TASK OBJECTIVE: Copy out each line below in which the word "water" appears.

DATASET ROWS:
◆ ◆ ◆ ◆

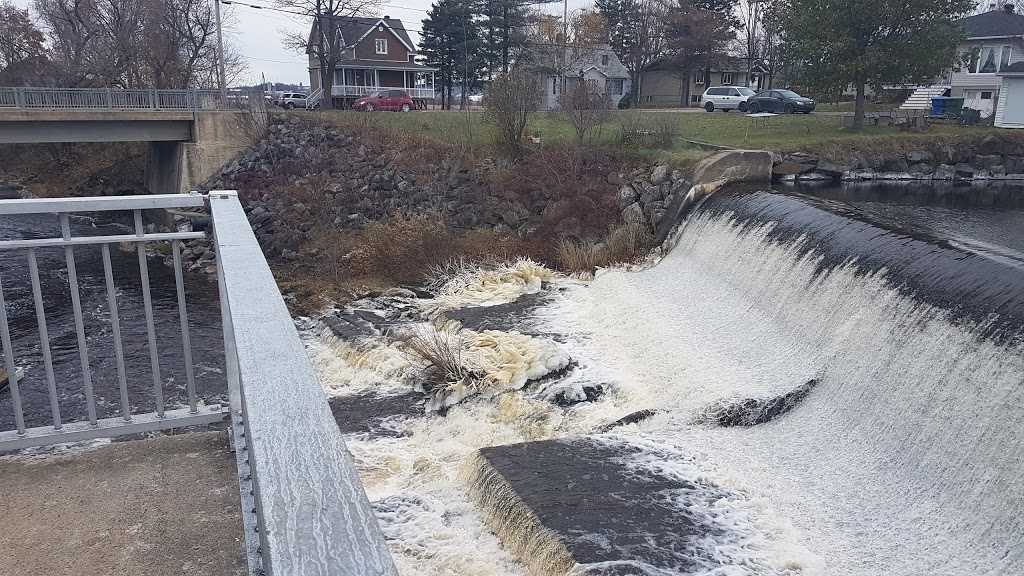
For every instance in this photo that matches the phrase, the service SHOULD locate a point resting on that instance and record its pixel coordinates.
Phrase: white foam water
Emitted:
(906, 457)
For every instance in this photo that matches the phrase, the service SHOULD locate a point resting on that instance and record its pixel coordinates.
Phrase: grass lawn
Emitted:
(782, 133)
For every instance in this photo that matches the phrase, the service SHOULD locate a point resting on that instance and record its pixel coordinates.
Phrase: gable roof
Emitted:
(354, 29)
(994, 24)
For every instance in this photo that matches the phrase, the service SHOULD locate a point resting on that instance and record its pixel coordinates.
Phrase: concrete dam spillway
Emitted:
(804, 383)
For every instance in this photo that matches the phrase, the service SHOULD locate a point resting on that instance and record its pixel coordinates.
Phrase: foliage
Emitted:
(585, 107)
(133, 43)
(870, 42)
(636, 33)
(510, 101)
(327, 40)
(451, 42)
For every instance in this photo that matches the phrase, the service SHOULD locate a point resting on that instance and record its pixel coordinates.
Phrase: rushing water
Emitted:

◆ ◆ ◆ ◆

TASK ANSWER:
Phrase: white foam water
Phrase: rushing water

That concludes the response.